Auszug aus Dokument -
Bildung von Einwohnermeldeamts-Stichproben für sozialwissenschaftliche Studien
Eine Einwohnermeldeamts-Stichprobe ist eine Melderegisterauskunft über eine Vielzahl nicht namentlich bezeichneter Einwohner (Gruppenauskunft) aus den Melderegistern der Gemeinden/ Städte. Es besteht eine besondere Voraussetzung: Das Projekt muss im „öffentlichen Interesse“ liegen, was im Regelfall bei Aufträgen staatlicher Institutionen und Bundesbehörden der Fall ist.
Stichprobenbildung
Aus der definierten Grundgesamtheit wird in einem zweiteiligen Verfahren eine Zufallsstichprobe gezogen, indem zunächst eine Stichprobe von Gemeinden gebildet und anschließend durch die Meldebehörden Personenadressen aus den Einwohnermelderegistern zufällig ausgewählt werden.
Grundlage für die Ziehung in der ersten Stufe ist die von BIK ASCHPURWIS + BEHRENS jährlich aktualisierte Gemeindedatei mit dem Gebietsstand jeweils zum 31.12.; dieser Gebietsstand wird als Jahresendstand mit dem Statistischen Bundesamt abgestimmt.
Die Sachdaten zur Bevölkerung basieren auf der laufenden Bevölkerungsfortschreibung (LBF) der Statistischen Landesämter.
Die Ziehung der Gemeinden erfolgt auf der Grundlage eines Allokationstableaus mit der Schichtung nach Bundesländern oder Kreisen und der Untergliederung in 7 bis 10 Gemeindegrößenklassen, politisch oder nach BIK-Regionen; bei der Einteilung nach BIK-Größenklassen wird die Verflechtung in der Siedlungsstruktur zwischen Kernstädten und ihren Umlandgemeinden in der Stichprobenanlange berücksichtigt.
In der Stichprobenanlange sind darüber hinaus zwei Aspekte zu nennen:
- Binnendifferenzierung in den Großstädten auf Stadtbezirksebene
- regionale Klumpung in Abhängigkeit von der Stichprobengröße
BIK ASCHPURWIS + BEHRENS hat zum Beispiel für das Robert-Koch-Institut ein Gutachten zum Vergleich verschiedener Stichprobenpläne für Einwohnermeldeamts-Stichproben auf Kreisebene erstellt; tritt aber auch als Dienstleister für den Aufbau und die Beschaffung von Einwohnermeldeamts-Stichproben auf.

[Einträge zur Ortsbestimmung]
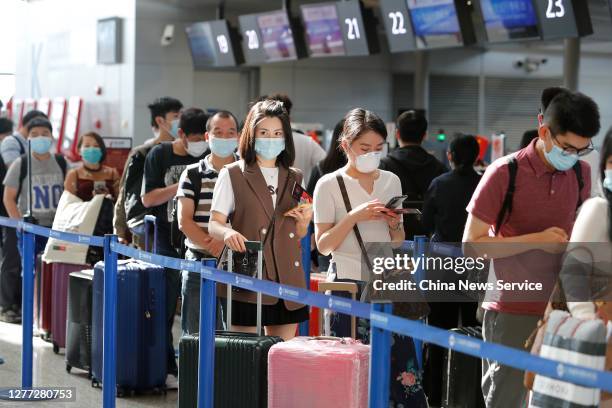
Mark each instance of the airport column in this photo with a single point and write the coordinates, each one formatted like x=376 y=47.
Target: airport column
x=421 y=80
x=571 y=63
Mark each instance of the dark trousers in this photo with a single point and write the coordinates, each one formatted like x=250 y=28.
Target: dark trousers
x=445 y=315
x=190 y=293
x=173 y=289
x=10 y=269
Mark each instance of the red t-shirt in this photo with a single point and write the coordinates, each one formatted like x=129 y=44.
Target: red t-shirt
x=543 y=198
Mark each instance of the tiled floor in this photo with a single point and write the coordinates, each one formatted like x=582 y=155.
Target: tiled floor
x=50 y=370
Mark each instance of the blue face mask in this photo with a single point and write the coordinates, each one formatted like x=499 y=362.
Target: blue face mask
x=91 y=155
x=269 y=147
x=222 y=147
x=608 y=180
x=174 y=128
x=41 y=144
x=560 y=161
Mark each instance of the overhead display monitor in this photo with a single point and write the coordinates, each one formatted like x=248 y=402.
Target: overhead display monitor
x=358 y=28
x=398 y=26
x=212 y=44
x=507 y=20
x=323 y=31
x=277 y=36
x=252 y=43
x=440 y=23
x=564 y=18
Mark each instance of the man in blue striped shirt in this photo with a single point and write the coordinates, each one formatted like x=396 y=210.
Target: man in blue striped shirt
x=194 y=211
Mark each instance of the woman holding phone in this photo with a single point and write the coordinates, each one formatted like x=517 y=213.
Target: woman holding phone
x=92 y=177
x=368 y=190
x=255 y=193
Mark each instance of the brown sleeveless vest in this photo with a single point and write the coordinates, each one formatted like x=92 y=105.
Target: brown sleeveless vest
x=253 y=211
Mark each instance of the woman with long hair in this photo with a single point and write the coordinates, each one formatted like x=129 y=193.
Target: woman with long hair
x=361 y=184
x=255 y=193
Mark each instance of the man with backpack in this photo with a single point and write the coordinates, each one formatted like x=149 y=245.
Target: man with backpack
x=523 y=202
x=194 y=198
x=415 y=167
x=128 y=221
x=163 y=167
x=47 y=185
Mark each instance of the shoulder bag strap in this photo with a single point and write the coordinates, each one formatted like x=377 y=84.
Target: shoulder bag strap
x=347 y=204
x=507 y=203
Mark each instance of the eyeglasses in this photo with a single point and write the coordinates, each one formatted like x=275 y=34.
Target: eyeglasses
x=571 y=151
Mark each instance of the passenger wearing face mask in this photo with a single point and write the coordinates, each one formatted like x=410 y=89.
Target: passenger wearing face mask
x=129 y=210
x=92 y=177
x=47 y=175
x=368 y=189
x=163 y=167
x=194 y=211
x=543 y=209
x=255 y=193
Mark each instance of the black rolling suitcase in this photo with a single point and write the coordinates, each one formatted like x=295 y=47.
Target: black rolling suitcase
x=462 y=375
x=241 y=362
x=78 y=321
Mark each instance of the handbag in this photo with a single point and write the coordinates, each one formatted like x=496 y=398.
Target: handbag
x=413 y=310
x=573 y=341
x=245 y=263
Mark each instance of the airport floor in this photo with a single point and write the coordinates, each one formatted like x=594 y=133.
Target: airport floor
x=50 y=370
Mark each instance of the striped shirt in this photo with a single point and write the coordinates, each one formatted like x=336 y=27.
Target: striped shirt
x=204 y=199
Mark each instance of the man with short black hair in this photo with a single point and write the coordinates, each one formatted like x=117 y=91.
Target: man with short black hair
x=415 y=167
x=195 y=198
x=163 y=167
x=547 y=182
x=47 y=174
x=129 y=211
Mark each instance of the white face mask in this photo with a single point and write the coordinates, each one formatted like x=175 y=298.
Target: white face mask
x=197 y=149
x=368 y=162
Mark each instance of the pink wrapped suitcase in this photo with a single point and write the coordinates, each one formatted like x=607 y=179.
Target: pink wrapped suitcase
x=324 y=372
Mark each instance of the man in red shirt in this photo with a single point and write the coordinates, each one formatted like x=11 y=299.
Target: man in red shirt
x=543 y=212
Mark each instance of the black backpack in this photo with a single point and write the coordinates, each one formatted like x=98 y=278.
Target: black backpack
x=506 y=209
x=177 y=237
x=3 y=170
x=23 y=170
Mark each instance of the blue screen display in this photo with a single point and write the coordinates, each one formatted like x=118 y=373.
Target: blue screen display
x=434 y=17
x=509 y=19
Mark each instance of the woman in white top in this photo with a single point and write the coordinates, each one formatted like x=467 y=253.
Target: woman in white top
x=368 y=189
x=593 y=231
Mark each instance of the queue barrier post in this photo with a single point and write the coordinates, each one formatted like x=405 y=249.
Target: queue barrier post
x=206 y=351
x=109 y=344
x=380 y=360
x=420 y=242
x=306 y=264
x=28 y=245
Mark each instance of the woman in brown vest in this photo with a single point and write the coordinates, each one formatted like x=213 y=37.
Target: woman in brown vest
x=255 y=195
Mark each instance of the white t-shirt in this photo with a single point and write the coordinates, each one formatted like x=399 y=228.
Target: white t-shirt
x=591 y=227
x=329 y=208
x=223 y=194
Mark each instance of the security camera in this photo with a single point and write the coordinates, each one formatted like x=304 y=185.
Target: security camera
x=168 y=35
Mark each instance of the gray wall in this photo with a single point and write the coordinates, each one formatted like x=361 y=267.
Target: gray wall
x=56 y=56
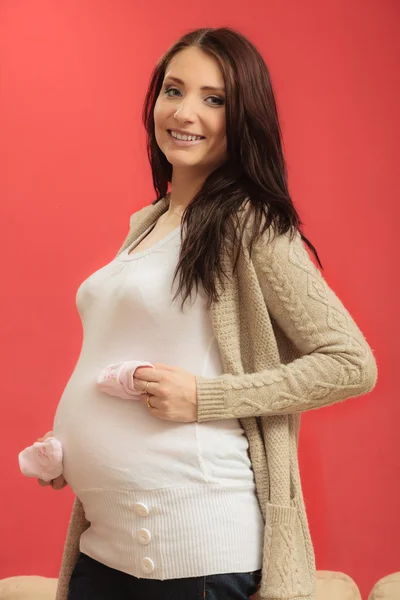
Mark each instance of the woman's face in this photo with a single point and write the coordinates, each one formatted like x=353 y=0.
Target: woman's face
x=192 y=102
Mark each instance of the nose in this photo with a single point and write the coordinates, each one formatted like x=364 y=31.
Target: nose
x=185 y=112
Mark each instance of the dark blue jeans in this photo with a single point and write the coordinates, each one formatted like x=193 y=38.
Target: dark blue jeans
x=92 y=580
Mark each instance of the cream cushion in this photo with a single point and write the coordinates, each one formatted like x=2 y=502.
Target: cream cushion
x=387 y=588
x=332 y=585
x=28 y=587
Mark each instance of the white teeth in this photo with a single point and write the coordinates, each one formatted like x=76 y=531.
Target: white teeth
x=185 y=138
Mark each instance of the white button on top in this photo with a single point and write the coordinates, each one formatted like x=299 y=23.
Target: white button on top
x=141 y=509
x=147 y=565
x=143 y=536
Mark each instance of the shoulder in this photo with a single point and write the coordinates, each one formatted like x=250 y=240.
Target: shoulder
x=139 y=215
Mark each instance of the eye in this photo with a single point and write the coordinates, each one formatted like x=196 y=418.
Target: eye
x=216 y=101
x=171 y=89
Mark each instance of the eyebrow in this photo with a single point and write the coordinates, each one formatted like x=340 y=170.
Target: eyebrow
x=203 y=88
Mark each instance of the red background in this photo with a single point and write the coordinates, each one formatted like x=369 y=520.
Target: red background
x=73 y=168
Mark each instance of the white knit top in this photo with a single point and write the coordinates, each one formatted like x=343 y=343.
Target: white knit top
x=165 y=500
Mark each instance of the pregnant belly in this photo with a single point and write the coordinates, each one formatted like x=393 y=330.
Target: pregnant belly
x=117 y=444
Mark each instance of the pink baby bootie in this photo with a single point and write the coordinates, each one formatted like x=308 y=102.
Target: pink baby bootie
x=117 y=379
x=43 y=460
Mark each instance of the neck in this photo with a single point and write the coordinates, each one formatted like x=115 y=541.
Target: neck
x=184 y=186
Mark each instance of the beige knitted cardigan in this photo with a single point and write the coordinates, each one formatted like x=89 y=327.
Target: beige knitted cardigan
x=287 y=345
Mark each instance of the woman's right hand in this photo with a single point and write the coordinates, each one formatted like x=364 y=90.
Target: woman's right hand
x=59 y=482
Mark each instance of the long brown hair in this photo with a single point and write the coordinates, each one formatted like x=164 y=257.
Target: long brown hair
x=255 y=168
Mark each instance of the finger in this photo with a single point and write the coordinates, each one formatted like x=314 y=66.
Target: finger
x=43 y=483
x=162 y=366
x=153 y=401
x=146 y=374
x=58 y=483
x=153 y=388
x=46 y=435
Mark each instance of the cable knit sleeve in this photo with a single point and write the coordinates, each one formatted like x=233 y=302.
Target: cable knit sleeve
x=336 y=361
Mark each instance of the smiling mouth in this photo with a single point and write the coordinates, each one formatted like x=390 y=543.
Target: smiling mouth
x=185 y=139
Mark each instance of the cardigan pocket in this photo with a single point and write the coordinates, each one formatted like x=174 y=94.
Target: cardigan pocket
x=286 y=572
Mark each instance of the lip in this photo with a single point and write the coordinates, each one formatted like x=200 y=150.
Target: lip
x=184 y=143
x=183 y=132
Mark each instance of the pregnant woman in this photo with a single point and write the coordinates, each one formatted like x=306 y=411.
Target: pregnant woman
x=190 y=488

Zu erledigende Aufgabe - Führen Sie den Text über die Bildung von Einwohnermeldeamts-Stichproben im Anschluss an seinen letzten Satz weiter.

Ergebnis der Aufgabe -
Geänderte Rechtsgrundlage
Mit dem Inkrafttreten des Bundesmeldegesetzes am 1. November 2015 wird § 46 BMG zur gesetzlichen Grundlage der Ziehung von Stichproben für Umfragen. Hierzu gibt es den Entwurf einer allgemeinen Verwaltungsvorschrift zur Durchführung des Bundesmeldegesetzes (BMGVwV) vom 2. März 2015 auf die Vorschriften in Nr. 33 zu § 46 BMG „Gruppenauskunft“ und in Nr. 34 zu § 47 BMG „Zweckbindung der Melderegisterauskunft“.
Wir beziehen uns hierbei auf die Stellungnahme des ADM vom 17. März 2015 und eigene Erfahrungen zur Ziehung von Stichproben auf Basis von Melderegisterinformationen.
Generelle Anforderung
Eine Melderegisterauskunft über eine Vielzahl nicht namentlich bezeichneter Einwohner (Gruppenauskunft) darf nur erteilt werden, wenn ein öffentliches Interesse besteht. Diese generelle Anforderung bleibt bestehen!
Das öffentliche Interesse muss nachgewiesen werden. D. h., dass bei in Auftrag gegebenen wissenschaftlichen Studien der Auftraggeber durch die Projektbeschreibung/-dokumentation das öffentliche Interesse nachzuweisen hat. Von Auftragnehmern (Forschungsinstituten) kann im Einzelfall eine Unbedenklichkeitsbescheinigung gefordert werden.
Stichprobe / Antrag / Prüfung
Im zweistufigen Stichprobendesign werden in der ersten Stufe Gemeinden als sog. „Sample Points“ ausgewählt und bei den zuständigen Meldebehörden die Gruppenauskünfte für die zu befragenden Personen beantragt.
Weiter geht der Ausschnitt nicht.